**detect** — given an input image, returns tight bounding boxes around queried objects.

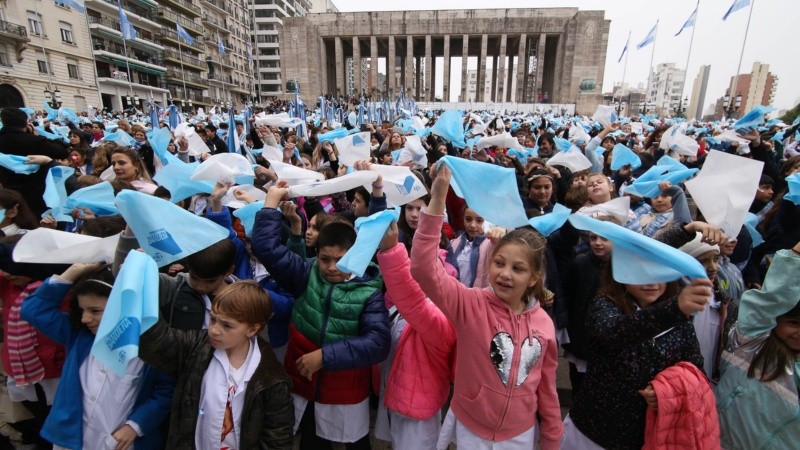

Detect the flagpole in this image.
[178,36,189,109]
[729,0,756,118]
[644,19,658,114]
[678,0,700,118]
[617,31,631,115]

=====

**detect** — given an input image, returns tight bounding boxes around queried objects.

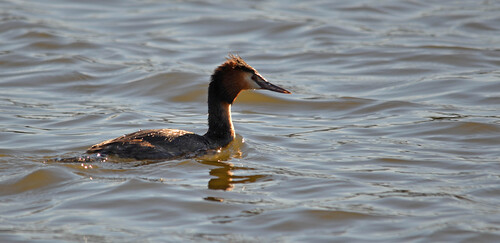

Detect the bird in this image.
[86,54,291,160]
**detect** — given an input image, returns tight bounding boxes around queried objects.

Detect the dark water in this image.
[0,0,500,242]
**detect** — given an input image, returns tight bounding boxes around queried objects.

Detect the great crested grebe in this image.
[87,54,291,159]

=====

> [What to work on] Gather every line from the rows above that contains the word "this", and copy each one over unchanged.

> [The reply]
Detect the flagpole in this image.
Detect the bird in this image.
Detect the dark water in this image.
Detect the great crested grebe in this image.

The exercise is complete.